**GIVEN DATA**
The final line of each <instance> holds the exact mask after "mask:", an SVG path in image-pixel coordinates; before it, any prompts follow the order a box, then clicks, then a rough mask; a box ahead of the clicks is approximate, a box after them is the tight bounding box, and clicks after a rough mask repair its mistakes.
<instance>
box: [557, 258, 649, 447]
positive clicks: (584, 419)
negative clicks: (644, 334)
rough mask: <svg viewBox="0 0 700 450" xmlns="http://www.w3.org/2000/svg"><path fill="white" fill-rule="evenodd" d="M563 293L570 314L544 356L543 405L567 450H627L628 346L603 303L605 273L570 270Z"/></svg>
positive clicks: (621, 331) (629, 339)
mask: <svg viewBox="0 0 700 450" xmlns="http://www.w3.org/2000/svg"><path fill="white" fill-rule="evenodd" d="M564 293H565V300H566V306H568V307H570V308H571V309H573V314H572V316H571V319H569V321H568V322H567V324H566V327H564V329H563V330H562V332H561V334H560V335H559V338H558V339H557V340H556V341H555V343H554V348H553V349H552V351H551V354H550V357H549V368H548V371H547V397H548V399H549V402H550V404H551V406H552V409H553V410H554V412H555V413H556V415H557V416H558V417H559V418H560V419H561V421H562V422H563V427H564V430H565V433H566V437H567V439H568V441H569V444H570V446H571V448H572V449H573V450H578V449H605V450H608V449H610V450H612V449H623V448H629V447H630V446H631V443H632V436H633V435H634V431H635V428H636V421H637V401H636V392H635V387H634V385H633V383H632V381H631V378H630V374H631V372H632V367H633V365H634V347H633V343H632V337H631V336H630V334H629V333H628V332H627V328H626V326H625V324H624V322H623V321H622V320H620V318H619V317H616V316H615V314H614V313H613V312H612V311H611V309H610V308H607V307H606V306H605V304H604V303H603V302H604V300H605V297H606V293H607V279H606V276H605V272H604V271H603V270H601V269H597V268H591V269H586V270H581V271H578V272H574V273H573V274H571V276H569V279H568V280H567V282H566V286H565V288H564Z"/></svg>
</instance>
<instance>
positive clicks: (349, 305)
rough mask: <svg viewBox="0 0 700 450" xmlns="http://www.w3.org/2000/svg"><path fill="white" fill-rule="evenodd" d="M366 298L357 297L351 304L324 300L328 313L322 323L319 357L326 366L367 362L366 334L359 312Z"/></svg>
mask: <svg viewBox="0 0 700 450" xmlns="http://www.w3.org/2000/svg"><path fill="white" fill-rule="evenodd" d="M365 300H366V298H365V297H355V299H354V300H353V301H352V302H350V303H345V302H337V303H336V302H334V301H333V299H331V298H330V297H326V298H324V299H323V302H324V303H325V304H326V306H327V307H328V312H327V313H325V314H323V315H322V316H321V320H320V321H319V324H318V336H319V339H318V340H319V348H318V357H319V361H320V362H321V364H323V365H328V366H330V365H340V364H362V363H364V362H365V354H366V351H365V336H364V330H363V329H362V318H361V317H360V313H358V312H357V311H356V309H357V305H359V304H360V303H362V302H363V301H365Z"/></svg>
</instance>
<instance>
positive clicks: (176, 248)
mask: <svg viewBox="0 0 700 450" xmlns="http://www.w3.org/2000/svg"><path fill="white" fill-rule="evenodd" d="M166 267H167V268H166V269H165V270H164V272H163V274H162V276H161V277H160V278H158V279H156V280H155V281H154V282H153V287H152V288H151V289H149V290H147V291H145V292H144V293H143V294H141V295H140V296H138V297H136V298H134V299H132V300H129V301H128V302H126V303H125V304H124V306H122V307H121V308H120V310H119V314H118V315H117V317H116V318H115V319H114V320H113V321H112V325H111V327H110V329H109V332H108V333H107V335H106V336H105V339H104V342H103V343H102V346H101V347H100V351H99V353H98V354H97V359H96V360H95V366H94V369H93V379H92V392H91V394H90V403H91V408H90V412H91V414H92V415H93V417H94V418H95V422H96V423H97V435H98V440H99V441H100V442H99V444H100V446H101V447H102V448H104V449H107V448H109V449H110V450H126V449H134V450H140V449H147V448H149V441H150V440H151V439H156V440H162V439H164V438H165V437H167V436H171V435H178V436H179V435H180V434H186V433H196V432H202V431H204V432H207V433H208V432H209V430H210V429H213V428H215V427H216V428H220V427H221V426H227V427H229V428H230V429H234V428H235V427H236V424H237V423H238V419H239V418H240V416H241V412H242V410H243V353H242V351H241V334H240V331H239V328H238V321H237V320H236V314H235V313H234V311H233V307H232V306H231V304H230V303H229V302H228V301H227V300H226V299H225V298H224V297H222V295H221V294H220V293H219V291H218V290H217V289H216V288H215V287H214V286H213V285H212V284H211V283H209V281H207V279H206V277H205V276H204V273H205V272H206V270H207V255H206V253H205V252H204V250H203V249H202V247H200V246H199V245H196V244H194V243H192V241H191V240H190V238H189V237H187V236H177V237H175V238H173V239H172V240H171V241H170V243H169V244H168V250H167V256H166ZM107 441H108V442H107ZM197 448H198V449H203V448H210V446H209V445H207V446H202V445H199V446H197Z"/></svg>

**WHAT YOU SHOULD DO**
From the data above, pick out and copy every line that contains the string "positive".

**RESPONSE TO THIS EXERCISE**
positive clicks: (584, 419)
positive clicks: (621, 331) (629, 339)
positive clicks: (349, 305)
positive clicks: (176, 248)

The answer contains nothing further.